• [Exercise tasks]
[1] In the convention column, who told the writer that everyone at the highest levels in Washington has impostor syndrome?
[2] Do these statements agree with the convention column? (a) The writer enjoys New Year's Eve. (b) Steve Case once ran AOL. (c) The writer has spent most of the past thirty years at the center of the inner circle. For each, answer yes or no and quote the words that decide it.
[3] Transcribe the passage of the convention column starting with "I hate conventions." and going on through "should be talking.".

• [Quoted text]
----------------------------------------

This is the First Convention of the Post-Trump Era
And VP Harris and Gov. Walz are Brilliantly Making Theirs the First Post-Trump Campaign in Almost a Decade
Bah humbug.
I have to be upfront with you. After all, we spend a lot of time together. If we can’t be honest with each other, then who can we be honest with?
I hate conventions. Not just political conventions. I hate all conventions. I don’t like big crowds of people. I hate group activities like chants and holding signs in the air. I hate public displays of festivity. (That’s right, I don’t like New Year’s Eve or July Fourth or drunks in little green hats on Saint Patrick’s Day.) I hate the feeling of when people are chatting with you but scanning over your shoulder to see if there is someone more important to whom they should be talking.
I don’t like the feeling that the action is always somewhere that I am not. (I remember once talking to Steve Case, the former CEO of AOL, at the World Economic Forum in Davos. He said he was sure that the rumors were true and that big deals were being struck somewhere in the little Alpine village but that it was always somewhere he was not.) Even now that I am old and vaguely insidery I still hate it. One of the immutable laws of Washington is that no matter how high you rise, there is always a meeting somewhere that you are not important enough to be invited to.
Surely, that can’t be true if you are president, you may ask. Well, all I can say (gently) is Joe Biden knows the truth about that.
As someone who has spent most of the past thirty years planted squarely on the outer edge of the inner circle, that means there are many many meetings that I do not get invited to. I hated it when I was a senior official in the government. I hate it now. It always makes you feel like an eighth grader sitting along the wall at a dance watching the other kids have fun and wondering what’s wrong with you. (Always. No matter how high you rise. I once was deeply comforted by the dear and wise Madeleine Albright explaining to me that everyone even at the highest levels in Washington has impostor syndrome…except the ones who were truly impostors.)

----------------------------------------

• [Data section]
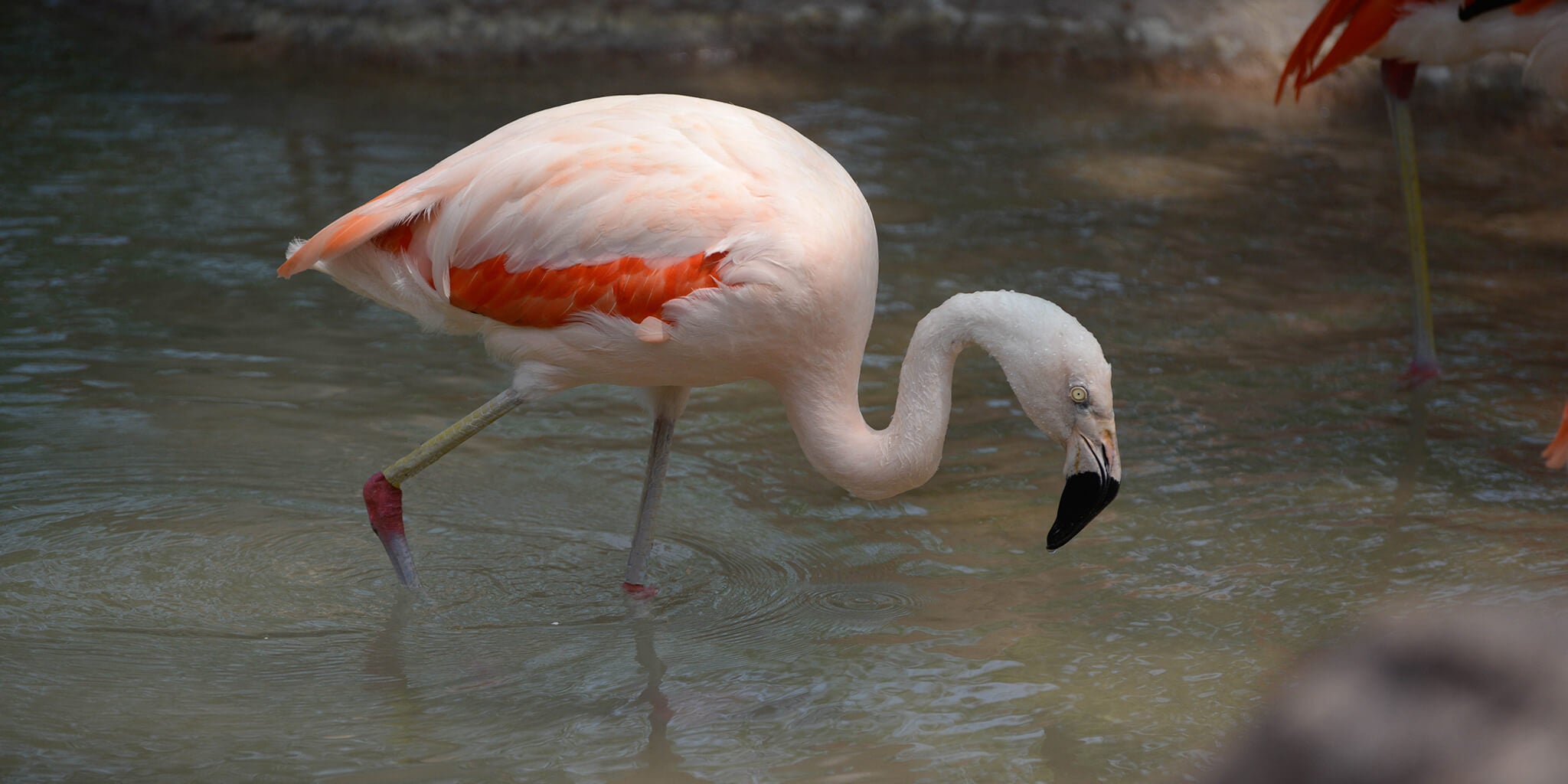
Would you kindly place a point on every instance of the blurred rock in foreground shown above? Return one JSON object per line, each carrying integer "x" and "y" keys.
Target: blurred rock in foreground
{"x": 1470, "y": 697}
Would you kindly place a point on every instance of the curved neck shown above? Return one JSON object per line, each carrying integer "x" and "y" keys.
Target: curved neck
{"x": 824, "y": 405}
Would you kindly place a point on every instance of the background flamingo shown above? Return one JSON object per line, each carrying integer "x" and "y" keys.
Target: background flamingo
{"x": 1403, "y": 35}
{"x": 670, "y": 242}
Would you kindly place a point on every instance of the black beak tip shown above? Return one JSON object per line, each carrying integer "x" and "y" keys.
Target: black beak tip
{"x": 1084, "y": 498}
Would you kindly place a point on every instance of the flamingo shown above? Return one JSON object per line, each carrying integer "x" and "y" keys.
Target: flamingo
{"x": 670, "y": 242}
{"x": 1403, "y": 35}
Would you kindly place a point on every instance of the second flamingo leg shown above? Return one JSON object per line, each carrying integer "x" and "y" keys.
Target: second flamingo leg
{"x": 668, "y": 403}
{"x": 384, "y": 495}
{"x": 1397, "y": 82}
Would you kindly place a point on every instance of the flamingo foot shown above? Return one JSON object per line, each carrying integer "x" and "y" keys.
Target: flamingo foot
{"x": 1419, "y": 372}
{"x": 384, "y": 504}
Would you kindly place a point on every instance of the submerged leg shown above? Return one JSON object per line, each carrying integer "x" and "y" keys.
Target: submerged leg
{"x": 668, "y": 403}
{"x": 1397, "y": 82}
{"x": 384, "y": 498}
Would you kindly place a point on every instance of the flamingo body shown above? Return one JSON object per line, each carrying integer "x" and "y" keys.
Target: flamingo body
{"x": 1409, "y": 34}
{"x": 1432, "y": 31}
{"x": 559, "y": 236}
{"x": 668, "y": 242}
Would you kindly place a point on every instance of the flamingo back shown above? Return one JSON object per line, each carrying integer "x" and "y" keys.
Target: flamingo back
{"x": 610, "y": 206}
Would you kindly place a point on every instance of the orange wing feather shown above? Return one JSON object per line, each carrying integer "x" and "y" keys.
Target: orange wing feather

----------------------------------------

• [Exercise responses]
[1] Madeleine Albright.

[2]
(a) No: "I don’t like New Year’s Eve"
(b) Yes: "Steve Case, the former CEO of AOL"
(c) No: "planted squarely on the outer edge of the inner circle"

[3]
I hate conventions. Not just political conventions. I hate all conventions. I don’t like big crowds of people. I hate group activities like chants and holding signs in the air. I hate public displays of festivity. (That’s right, I don’t like New Year’s Eve or July Fourth or drunks in little green hats on Saint Patrick’s Day.) I hate the feeling of when people are chatting with you but scanning over your shoulder to see if there is someone more important to whom they should be talking.